BEGIN Text segment
# What do you guys think about this pdp f series



## end

hey people i found a drumset in a garage from a friend. its a pdp Fseries and the picture in the bottom is all he has. its a black fade color and i dont know whether I should invest some money in getting the other parts. All you see in the pictures is all it has for now and besides i dont know anything about drums all i do is play my guitars in my amp.
oh and of course i have a pearl drumset but is just a beginer one, the forum series. i also like to record with addictive drums some underground music, but i wanna to ask people around if this pdp F series its a good one. All i found was the bass and two toms or maybe its just bass one tom and a floor rack tom, i dont know im not sure. What do you guys think? should invest in getting this drum and bring it back to life? :/


----------



## end

please guys any help with the f series, should i buy some other parts left, or something is it a good drum set to start adter the pearl drum Forum Series or what do you guys advice.


----------



## iron blast

That looks like a pretty solid kit. PDP are a division of DW drums and are a little better quality than the pearl export series generaly. These drums use real birch and maple for their shells unlike most other beginer/midgrade kits and they have suspension hoops on the toms wich are all professional features. I would say to deffinatly get matching parts for this kit it would be a upgrade to your pearl kit. Or just buy the stands a good snare and use it as a 4 piece kit with some good cymbals. Hope this was helpful.


----------



## Epyon6

Honestly man I gotta admit PDP sets are nice, I have a nice 9 peice tama rockstar and im a huge fan of Tamas theyve served me well over the years. But I did play on a PDP kit idk what series it was but it was all poplar (which is not the greatest quality wood, and I gotta admit it sounded pretty damn good. Id invest, see if you cna get some peices to add on ebay and craigslist.


----------
END Text segment
§ **Your goal**
Copy word for word the passage of the PDP drum kit thread that opens with the words containing "hey people i" and closes with "guitars in my amp.".
BEGIN Supplied records
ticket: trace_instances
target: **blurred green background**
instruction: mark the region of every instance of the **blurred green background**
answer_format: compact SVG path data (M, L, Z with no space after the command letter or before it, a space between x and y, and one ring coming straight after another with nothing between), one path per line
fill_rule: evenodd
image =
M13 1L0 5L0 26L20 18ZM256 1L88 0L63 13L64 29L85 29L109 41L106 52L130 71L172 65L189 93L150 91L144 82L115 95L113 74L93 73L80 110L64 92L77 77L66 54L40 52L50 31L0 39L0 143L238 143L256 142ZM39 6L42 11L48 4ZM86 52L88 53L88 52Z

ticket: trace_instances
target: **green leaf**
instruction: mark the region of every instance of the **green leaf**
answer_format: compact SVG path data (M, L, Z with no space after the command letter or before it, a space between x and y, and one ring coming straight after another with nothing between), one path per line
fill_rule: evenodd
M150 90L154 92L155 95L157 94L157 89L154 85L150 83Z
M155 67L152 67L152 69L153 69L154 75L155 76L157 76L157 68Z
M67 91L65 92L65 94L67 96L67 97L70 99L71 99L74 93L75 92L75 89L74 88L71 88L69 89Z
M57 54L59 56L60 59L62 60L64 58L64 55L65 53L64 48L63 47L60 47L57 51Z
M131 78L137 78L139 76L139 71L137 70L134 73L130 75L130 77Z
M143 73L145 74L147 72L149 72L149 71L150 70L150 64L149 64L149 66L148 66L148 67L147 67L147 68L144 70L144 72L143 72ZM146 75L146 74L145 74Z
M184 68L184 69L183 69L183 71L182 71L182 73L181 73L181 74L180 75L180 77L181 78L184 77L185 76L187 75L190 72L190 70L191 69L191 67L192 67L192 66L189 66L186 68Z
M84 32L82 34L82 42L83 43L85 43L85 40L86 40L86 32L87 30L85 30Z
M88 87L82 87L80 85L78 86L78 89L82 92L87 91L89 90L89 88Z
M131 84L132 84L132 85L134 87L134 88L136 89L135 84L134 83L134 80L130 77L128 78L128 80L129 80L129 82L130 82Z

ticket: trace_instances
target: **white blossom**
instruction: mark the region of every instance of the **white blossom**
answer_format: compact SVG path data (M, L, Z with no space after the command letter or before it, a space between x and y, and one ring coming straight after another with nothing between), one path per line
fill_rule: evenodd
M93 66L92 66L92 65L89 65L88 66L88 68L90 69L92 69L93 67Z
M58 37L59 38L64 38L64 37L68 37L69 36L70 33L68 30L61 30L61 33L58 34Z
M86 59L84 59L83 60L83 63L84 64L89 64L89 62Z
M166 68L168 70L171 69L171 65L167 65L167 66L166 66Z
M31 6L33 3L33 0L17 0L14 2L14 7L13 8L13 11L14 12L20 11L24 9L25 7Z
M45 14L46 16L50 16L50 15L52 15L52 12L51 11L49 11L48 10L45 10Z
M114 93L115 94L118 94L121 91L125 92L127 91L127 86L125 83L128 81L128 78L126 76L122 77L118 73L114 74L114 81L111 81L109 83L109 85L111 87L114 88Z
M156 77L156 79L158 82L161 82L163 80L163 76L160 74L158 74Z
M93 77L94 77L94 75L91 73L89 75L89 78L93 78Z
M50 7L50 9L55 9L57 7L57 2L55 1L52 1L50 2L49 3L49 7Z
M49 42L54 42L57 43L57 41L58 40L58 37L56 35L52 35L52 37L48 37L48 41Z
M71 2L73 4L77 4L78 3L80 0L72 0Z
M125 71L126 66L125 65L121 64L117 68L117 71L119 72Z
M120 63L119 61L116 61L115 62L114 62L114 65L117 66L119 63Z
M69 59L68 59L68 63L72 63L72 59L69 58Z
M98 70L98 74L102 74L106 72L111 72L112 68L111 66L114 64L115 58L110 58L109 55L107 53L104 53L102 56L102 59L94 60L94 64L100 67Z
END Supplied records
§ **Right answer**
hey people i found a drumset in a garage from a friend. its a pdp Fseries and the picture in the bottom is all he has. its a black fade color and i dont know whether I should invest some money in getting the other parts. All you see in the pictures is all it has for now and besides i dont know anything about drums all i do is play my guitars in my amp.